▶ **Set problem**
Quote the rows below word for word, starting with the line that contains "Point out the road" and continuing through the last row, both ends included. Omit any pictures from your answer.

----- Data to use -----

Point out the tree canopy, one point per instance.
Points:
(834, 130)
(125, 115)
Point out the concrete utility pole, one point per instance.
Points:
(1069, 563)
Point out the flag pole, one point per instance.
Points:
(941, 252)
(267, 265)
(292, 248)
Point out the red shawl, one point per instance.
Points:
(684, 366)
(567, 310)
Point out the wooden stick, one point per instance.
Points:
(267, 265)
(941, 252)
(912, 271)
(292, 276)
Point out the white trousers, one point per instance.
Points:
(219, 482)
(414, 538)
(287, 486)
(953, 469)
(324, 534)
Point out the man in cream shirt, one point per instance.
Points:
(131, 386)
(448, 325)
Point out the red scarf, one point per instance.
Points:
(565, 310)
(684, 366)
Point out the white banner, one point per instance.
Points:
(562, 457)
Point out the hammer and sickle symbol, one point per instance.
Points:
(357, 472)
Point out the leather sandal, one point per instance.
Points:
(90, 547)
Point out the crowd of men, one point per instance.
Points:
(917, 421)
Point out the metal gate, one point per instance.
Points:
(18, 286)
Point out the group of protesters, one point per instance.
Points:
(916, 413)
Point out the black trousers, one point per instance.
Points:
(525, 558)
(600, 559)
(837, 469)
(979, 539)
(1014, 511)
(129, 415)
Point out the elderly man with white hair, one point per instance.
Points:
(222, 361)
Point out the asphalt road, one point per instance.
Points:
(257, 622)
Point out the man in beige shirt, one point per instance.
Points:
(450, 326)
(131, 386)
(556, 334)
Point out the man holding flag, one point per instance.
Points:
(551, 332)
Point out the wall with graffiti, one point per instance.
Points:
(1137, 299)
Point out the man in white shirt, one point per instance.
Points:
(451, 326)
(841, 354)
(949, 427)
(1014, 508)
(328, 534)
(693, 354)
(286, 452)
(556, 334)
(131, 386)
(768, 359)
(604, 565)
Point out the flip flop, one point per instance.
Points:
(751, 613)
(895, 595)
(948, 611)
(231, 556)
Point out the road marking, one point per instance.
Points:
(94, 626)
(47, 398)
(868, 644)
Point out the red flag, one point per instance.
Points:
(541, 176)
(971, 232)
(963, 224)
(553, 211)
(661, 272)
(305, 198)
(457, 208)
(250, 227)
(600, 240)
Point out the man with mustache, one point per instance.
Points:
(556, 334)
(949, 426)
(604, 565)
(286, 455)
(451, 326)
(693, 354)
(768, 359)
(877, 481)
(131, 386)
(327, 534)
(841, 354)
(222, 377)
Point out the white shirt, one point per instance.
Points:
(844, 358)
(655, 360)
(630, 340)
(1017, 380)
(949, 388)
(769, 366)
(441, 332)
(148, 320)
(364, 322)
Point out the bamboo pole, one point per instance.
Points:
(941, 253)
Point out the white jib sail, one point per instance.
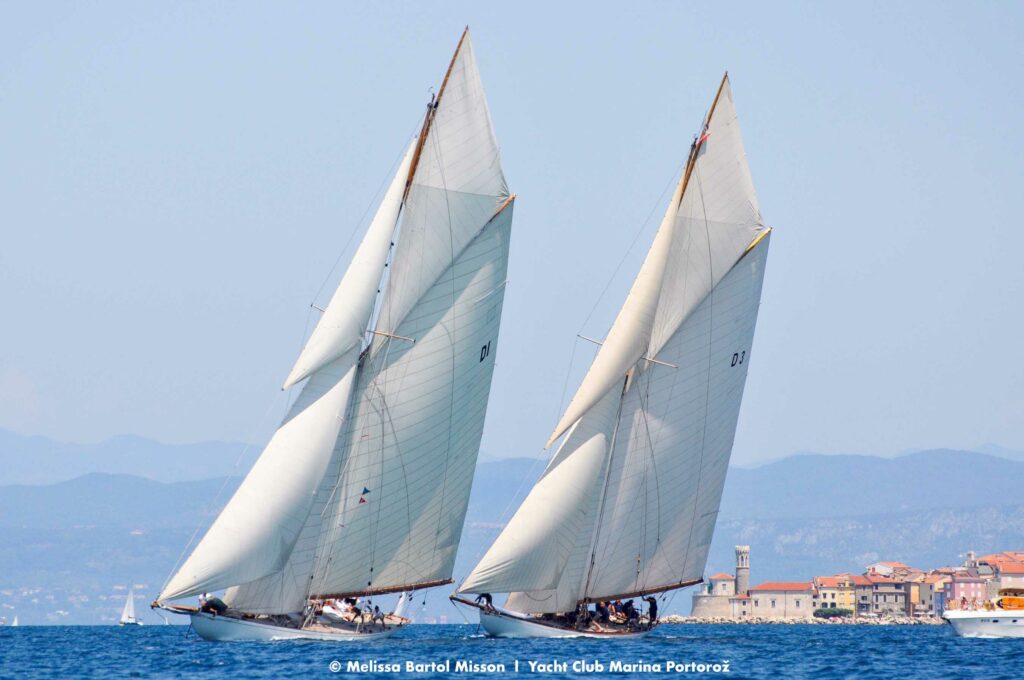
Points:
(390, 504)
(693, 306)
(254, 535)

-----

▶ **Full output**
Point out the road marking, one point per instance.
Points:
(94, 626)
(47, 398)
(868, 644)
Point out the red flag, one point per instance.
Points:
(541, 176)
(971, 232)
(963, 224)
(553, 211)
(661, 272)
(305, 198)
(457, 208)
(250, 227)
(600, 240)
Point out the man with mustache, one point per instance.
Points:
(556, 334)
(949, 426)
(604, 565)
(286, 455)
(451, 326)
(693, 354)
(768, 359)
(877, 481)
(131, 386)
(327, 534)
(841, 354)
(222, 377)
Point out the white shirt, one point per instance.
Points:
(844, 358)
(655, 360)
(630, 340)
(1017, 380)
(949, 388)
(769, 366)
(441, 332)
(148, 320)
(364, 322)
Point out the bamboo pole, one point per instance.
Points:
(941, 253)
Point out the white jib sail, one point per instance.
Points:
(390, 504)
(693, 306)
(254, 535)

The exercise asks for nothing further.